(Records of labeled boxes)
•••••

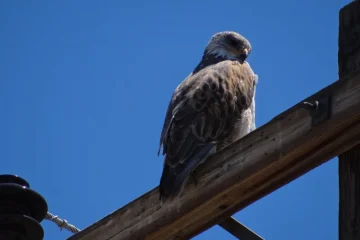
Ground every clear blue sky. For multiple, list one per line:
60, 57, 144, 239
0, 0, 349, 240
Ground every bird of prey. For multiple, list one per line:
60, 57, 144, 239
158, 31, 257, 202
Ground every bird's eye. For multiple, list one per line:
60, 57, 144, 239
229, 36, 239, 47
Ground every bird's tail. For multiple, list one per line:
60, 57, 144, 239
159, 143, 216, 201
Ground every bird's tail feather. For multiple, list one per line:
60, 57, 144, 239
159, 143, 216, 201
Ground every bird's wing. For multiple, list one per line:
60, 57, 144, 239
159, 61, 254, 197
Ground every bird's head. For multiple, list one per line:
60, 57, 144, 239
205, 31, 251, 63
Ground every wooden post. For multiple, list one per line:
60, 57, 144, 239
68, 75, 360, 240
338, 1, 360, 240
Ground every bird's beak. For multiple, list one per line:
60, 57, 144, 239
239, 48, 249, 63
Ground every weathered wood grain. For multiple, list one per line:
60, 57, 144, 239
338, 1, 360, 240
68, 71, 360, 240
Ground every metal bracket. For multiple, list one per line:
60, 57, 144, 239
303, 96, 331, 126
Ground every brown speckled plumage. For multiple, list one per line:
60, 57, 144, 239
159, 32, 257, 199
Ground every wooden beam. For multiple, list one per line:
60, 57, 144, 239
219, 217, 263, 240
68, 71, 360, 240
338, 1, 360, 240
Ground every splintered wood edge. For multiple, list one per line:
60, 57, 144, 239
68, 76, 360, 240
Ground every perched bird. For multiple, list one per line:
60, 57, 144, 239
158, 31, 257, 201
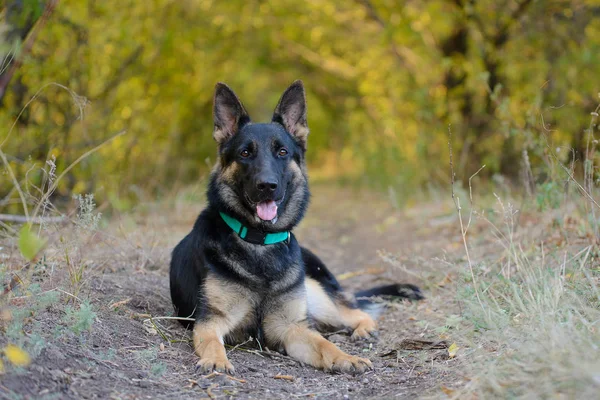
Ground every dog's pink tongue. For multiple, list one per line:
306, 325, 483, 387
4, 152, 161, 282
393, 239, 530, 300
256, 200, 277, 221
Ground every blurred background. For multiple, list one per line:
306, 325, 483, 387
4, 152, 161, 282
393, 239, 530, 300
0, 0, 600, 212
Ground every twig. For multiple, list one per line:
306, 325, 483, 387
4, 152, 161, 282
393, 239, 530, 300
144, 317, 196, 322
33, 130, 127, 216
0, 150, 29, 219
0, 214, 66, 224
448, 125, 485, 311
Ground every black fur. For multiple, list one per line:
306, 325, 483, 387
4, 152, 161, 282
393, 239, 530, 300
170, 81, 421, 337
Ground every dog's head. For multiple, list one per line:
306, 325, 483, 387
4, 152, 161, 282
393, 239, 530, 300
208, 81, 309, 232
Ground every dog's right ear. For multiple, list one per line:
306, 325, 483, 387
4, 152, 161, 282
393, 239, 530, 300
213, 82, 250, 144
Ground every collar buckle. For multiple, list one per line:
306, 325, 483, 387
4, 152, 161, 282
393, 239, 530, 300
243, 229, 267, 244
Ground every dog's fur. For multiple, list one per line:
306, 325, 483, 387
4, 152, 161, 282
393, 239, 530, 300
170, 81, 421, 372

•••••

» **GIVEN TASK**:
Copy all of the lines above word for word, leaving out the pictures.

» **FINAL RESULT**:
Ground every clear blue sky. For multiple, list one per line:
60, 57, 144, 239
0, 0, 349, 240
Ground every bird of prey. For multiple, list one per line:
60, 57, 144, 239
158, 31, 257, 202
Ground every bird's eye. For multiple, list one per line:
60, 57, 144, 239
229, 36, 239, 47
Ground every bird's tail. For multiple, list one per line:
60, 57, 144, 239
159, 143, 216, 201
Ground every bird's tail feather. For multiple, list one per line:
60, 57, 144, 239
159, 143, 216, 201
Ground every bird's wing. For multiple, list one per line:
60, 57, 144, 239
159, 61, 254, 197
Ground every bird's head. For multiple, list one per line:
60, 57, 144, 239
205, 31, 251, 63
Ground every wooden post. For multiple, list one per line:
60, 57, 144, 239
68, 75, 360, 240
338, 1, 360, 240
Ground every bird's beak. For multiple, list one per line:
60, 57, 144, 239
239, 48, 249, 63
Ground every weathered wood grain. For multiple, list one per line:
60, 57, 144, 239
338, 1, 360, 240
68, 71, 360, 240
Ground every metal bracket. For multiple, list one per line:
60, 57, 144, 239
303, 96, 331, 126
Ground every brown speckled plumage. For multiple, list one per line:
60, 57, 144, 239
159, 32, 257, 199
Ground every wooden beam. For multiple, list one per line:
60, 57, 144, 239
219, 217, 263, 240
68, 71, 360, 240
338, 1, 360, 240
Ground every splintered wood edge. For multiple, list one per line:
60, 57, 144, 239
68, 76, 360, 240
Ground every perched bird. For multiple, list one per line:
60, 57, 144, 239
158, 31, 257, 201
Ground every dog's pink tongue. For multiple, list one per line:
306, 325, 483, 387
4, 152, 161, 282
393, 239, 530, 300
256, 200, 277, 221
Ground every blurred background. For multiple, list one per line:
306, 325, 483, 387
4, 152, 161, 282
393, 239, 530, 300
0, 0, 600, 212
Ground every twig. For multiple, list one per line:
306, 325, 483, 387
4, 152, 161, 282
393, 239, 530, 300
144, 317, 196, 322
33, 130, 127, 216
0, 150, 29, 219
0, 214, 66, 224
448, 125, 485, 311
Ground every black fur. For multiple, list one per line:
306, 325, 483, 387
4, 152, 161, 282
393, 239, 530, 300
170, 81, 421, 337
Ground every dog's head. For multiple, list one per line:
306, 325, 483, 387
4, 152, 161, 282
393, 239, 530, 300
208, 81, 309, 232
Ground every dog's right ear. For multiple, list one per line:
306, 325, 483, 387
4, 152, 161, 282
393, 239, 530, 300
213, 82, 250, 144
Ground every collar buckle. For multiple, list one per line:
306, 325, 483, 387
4, 152, 161, 282
393, 239, 530, 300
243, 229, 267, 244
Ground every dog's fur. For multiple, list one per line:
306, 325, 483, 387
4, 152, 161, 282
393, 239, 530, 300
170, 81, 421, 372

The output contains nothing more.